▸ PASSAGE PROVIDED:

>> START

This explanation assumes that observers compared their percepts from the two stages of each trial. However, these results could also arise from flankers inhibiting the Gabors introduced in the second stage of target-change trials [11, 12]—because crowding is orientation tuned [5], introduced Gabors could be inhibited based on their similarity to the flankers. A reduction in the visibility of these Gabors through masking [17, 29–31] might also produce these results. To control for this possibility, we included trials in which the flankers rotated in the second stage to match the introduced Gabors (both change; Figure 1B). If performance in the target-change condition arose through inhibition of the introduced Gabors, performance in the both-change condition should be uniformly poor as a result of this target-flanker match. However, as shown in Figure 2A (red points), the pattern of data from the two conditions is identical, consistent with observers comparing the introduced Gabors and their percept of the crowded target. We also tested the spatial extent of these effects by varying target-flanker separation and report interference zones spanning 6° (Figure S2A). In line with prior estimates of crowding [2, 10, 17], this is equivalent to 0.4 × the target eccentricity. Additionally, our stimulus configuration produces a minimal effect on detection thresholds (Figure S2B), contrary to the predictions of both masking and simple inhibition.

If, as we hypothesize, crowding induces the target noise to appear oriented, observers should also perceive an illusory rotation when the flankers rotate without a physical change in the target noise (flankers change; Figure 1B). This is indeed the case (green points; Figure 2A), with the highest rate of reported change occurring with large flanker rotations. The similarity between these data and observers' detection of introduced Gabors in other conditions suggests that these illusory changes are indistinguishable from physical changes. Our results are therefore mutually consistent with the notion that crowding alters appearance: here, isotropic stimuli assume an illusory orientation similar to the flankers'.

>> END

▸ PROMPT 1: From the passage on crowding, print the words starting with "If, as we hypothesize, crowding" and going on through "to the flankers'.".
▸ PROMPT 2:
Answer these from the passage on crowding:
(a) How wide were the interference zones found by varying target-flanker separation?
(b) What fraction of the target eccentricity is that width equivalent to?
(c) In the flankers-change condition, with what size of flanker rotation was the rate of reported change highest?
▸ PROMPT 3: Translate this sentence from the passage on crowding into Spanish: "Additionally, our stimulus configuration produces a minimal effect on detection thresholds (Figure S2B), contrary to the predictions of both masking and simple inhibition."

▸ DATASET RECORDS:
>> START

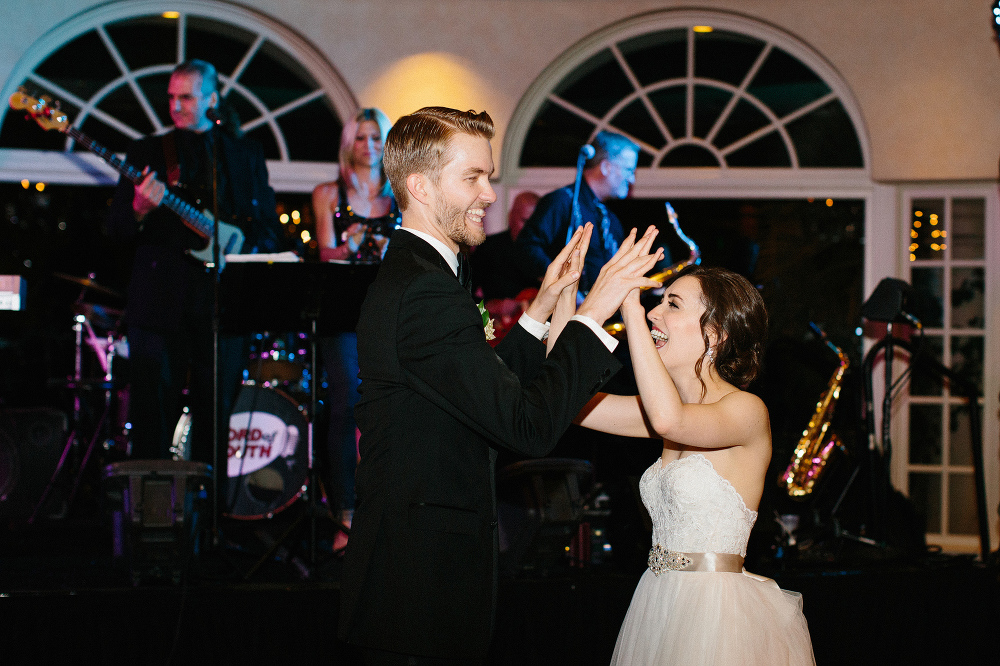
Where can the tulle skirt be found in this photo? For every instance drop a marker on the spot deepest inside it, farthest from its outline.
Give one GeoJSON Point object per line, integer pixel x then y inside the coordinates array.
{"type": "Point", "coordinates": [702, 618]}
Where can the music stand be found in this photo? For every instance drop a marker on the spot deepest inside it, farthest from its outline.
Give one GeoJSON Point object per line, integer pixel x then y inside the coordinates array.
{"type": "Point", "coordinates": [287, 297]}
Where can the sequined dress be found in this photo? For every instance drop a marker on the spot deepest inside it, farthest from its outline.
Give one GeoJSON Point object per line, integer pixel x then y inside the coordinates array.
{"type": "Point", "coordinates": [698, 618]}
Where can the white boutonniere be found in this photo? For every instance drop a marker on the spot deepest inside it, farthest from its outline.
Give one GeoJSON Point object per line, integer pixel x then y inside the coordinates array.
{"type": "Point", "coordinates": [487, 322]}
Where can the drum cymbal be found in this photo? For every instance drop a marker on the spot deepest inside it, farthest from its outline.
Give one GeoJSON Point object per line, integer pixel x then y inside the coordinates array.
{"type": "Point", "coordinates": [99, 315]}
{"type": "Point", "coordinates": [89, 283]}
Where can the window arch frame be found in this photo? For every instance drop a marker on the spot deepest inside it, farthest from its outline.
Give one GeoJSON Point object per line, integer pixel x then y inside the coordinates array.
{"type": "Point", "coordinates": [538, 94]}
{"type": "Point", "coordinates": [65, 167]}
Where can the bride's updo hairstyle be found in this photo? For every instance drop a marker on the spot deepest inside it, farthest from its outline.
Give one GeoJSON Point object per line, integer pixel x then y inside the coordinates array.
{"type": "Point", "coordinates": [735, 312]}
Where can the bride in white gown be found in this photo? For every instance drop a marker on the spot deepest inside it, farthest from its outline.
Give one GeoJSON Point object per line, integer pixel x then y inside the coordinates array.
{"type": "Point", "coordinates": [696, 604]}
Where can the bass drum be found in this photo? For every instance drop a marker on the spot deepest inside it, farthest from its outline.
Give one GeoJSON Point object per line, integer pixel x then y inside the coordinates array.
{"type": "Point", "coordinates": [267, 464]}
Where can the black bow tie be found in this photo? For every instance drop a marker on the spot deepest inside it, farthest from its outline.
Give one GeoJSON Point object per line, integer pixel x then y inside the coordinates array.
{"type": "Point", "coordinates": [464, 274]}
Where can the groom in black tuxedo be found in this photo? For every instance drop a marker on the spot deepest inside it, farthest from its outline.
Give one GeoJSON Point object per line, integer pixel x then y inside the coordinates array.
{"type": "Point", "coordinates": [420, 572]}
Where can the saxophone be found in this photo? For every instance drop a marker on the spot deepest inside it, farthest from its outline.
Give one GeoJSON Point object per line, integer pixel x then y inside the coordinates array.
{"type": "Point", "coordinates": [693, 258]}
{"type": "Point", "coordinates": [812, 453]}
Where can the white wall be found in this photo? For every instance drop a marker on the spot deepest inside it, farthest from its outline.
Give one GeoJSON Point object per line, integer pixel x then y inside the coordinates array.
{"type": "Point", "coordinates": [926, 73]}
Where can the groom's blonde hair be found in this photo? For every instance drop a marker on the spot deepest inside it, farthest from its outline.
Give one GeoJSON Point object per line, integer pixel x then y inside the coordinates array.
{"type": "Point", "coordinates": [420, 143]}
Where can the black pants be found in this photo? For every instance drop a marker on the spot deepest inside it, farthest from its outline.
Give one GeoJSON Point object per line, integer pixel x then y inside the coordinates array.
{"type": "Point", "coordinates": [375, 657]}
{"type": "Point", "coordinates": [162, 366]}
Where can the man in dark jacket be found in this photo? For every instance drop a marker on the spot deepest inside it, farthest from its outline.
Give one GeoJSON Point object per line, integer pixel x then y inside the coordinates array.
{"type": "Point", "coordinates": [420, 571]}
{"type": "Point", "coordinates": [170, 300]}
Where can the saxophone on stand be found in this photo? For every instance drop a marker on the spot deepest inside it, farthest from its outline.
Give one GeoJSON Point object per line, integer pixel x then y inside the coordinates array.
{"type": "Point", "coordinates": [811, 457]}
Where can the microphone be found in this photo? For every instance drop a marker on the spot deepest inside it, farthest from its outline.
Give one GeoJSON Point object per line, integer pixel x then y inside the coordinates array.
{"type": "Point", "coordinates": [586, 152]}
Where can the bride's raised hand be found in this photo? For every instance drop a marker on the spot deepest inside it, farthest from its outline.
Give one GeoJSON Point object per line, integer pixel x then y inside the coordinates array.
{"type": "Point", "coordinates": [559, 275]}
{"type": "Point", "coordinates": [625, 272]}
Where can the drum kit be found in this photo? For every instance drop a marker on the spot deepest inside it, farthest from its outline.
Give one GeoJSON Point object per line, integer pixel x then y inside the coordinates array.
{"type": "Point", "coordinates": [268, 460]}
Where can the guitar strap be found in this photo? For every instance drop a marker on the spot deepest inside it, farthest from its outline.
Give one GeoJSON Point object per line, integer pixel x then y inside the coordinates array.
{"type": "Point", "coordinates": [170, 156]}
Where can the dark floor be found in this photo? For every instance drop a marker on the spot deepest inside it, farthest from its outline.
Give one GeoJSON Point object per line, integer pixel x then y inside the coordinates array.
{"type": "Point", "coordinates": [64, 598]}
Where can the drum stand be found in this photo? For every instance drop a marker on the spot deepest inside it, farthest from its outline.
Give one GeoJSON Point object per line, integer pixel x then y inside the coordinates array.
{"type": "Point", "coordinates": [105, 355]}
{"type": "Point", "coordinates": [327, 297]}
{"type": "Point", "coordinates": [278, 547]}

>> END

▸ TASK RESPONSE 1:
If, as we hypothesize, crowding induces the target noise to appear oriented, observers should also perceive an illusory rotation when the flankers rotate without a physical change in the target noise (flankers change; Figure 1B). This is indeed the case (green points; Figure 2A), with the highest rate of reported change occurring with large flanker rotations. The similarity between these data and observers' detection of introduced Gabors in other conditions suggests that these illusory changes are indistinguishable from physical changes. Our results are therefore mutually consistent with the notion that crowding alters appearance: here, isotropic stimuli assume an illusory orientation similar to the flankers'.

▸ TASK RESPONSE 2:
(a) 6°
(b) 0.4 × the target eccentricity
(c) Large flanker rotations

▸ TASK RESPONSE 3: Además, nuestra configuración de estímulos produce un efecto mínimo sobre los umbrales de detección (Figura S2B), contrario a las predicciones tanto del enmascaramiento como de la inhibición simple.